Data records
■ ■ ■ ■

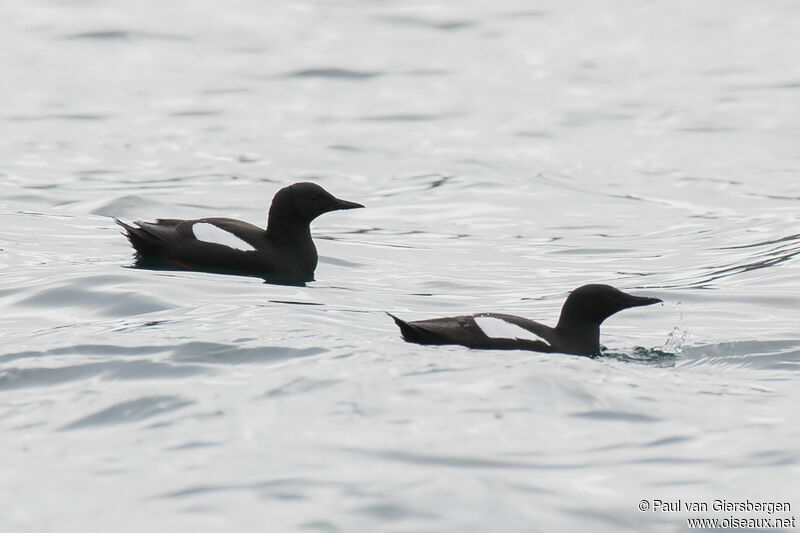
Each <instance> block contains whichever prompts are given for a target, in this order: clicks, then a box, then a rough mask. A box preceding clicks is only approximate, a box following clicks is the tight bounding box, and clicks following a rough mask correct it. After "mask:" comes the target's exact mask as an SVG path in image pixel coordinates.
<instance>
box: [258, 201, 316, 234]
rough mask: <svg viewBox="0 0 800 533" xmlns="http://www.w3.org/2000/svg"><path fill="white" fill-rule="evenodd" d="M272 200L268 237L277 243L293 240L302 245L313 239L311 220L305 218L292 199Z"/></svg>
mask: <svg viewBox="0 0 800 533" xmlns="http://www.w3.org/2000/svg"><path fill="white" fill-rule="evenodd" d="M275 200H276V201H273V202H272V205H271V206H270V208H269V216H268V217H267V238H268V239H270V240H271V241H273V242H275V243H283V242H291V243H294V244H295V245H300V244H302V243H304V242H306V243H311V246H313V243H312V241H311V227H310V226H309V221H308V220H305V219H303V217H301V216H300V213H298V212H297V209H296V208H295V206H294V202H291V201H277V200H278V198H277V197H276V199H275Z"/></svg>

■ ■ ■ ■

Work required
State the number of lines above that include "instance", and nothing further.

Exercise answer
2